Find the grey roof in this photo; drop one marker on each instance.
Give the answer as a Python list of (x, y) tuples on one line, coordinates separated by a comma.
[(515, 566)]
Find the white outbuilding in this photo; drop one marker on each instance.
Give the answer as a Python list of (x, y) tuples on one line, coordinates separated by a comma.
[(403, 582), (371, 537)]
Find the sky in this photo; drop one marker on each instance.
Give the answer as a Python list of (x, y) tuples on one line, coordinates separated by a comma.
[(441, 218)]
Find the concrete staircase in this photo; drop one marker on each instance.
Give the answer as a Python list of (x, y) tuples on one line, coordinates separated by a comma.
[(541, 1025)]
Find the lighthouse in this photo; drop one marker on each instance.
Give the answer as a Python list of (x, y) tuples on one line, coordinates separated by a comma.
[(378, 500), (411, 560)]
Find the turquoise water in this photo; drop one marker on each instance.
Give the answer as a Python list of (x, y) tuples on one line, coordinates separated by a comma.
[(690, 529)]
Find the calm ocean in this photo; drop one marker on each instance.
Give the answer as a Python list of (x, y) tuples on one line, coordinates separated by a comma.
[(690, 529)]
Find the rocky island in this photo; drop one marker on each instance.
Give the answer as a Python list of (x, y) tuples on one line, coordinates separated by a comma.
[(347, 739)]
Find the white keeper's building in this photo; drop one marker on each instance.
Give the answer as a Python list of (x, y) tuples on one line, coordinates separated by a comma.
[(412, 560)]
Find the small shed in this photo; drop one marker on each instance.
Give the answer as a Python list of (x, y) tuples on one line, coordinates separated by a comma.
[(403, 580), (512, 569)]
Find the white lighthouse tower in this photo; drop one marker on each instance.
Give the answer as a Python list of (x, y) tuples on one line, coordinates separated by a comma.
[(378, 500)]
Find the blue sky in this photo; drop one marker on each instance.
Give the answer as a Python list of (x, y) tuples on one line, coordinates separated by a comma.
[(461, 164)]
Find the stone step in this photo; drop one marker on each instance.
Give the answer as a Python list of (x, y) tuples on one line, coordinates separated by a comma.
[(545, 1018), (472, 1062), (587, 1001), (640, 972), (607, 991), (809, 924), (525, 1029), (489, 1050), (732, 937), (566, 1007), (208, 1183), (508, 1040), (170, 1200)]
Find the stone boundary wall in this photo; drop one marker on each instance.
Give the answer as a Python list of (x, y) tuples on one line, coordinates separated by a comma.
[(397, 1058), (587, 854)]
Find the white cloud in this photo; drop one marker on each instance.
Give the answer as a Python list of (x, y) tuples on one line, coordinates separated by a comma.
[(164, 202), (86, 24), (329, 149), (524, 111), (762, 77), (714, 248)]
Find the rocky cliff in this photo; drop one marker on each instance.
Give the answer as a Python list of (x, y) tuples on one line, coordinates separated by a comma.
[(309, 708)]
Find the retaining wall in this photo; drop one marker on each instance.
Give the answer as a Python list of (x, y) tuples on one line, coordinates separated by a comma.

● ● ●

§ **BRIEF**:
Return the lines above precisely as they appear, beginning at the first line and ending at the line with "Find the sky", and nothing after it.

§ **EXERCISE OUTPUT**:
Find the grey roof in this photo; drop one marker on each instance.
Give the answer as a Python list of (x, y) tuples on one line, coordinates separated by a comma.
[(515, 566)]
Find the white outbuilding in this photo; drop one marker on each instance.
Give the answer as a Python list of (x, y) tuples on one line, coordinates separated by a comma.
[(403, 582), (371, 537)]
Find the sky in this photo; drop one marker on each instance.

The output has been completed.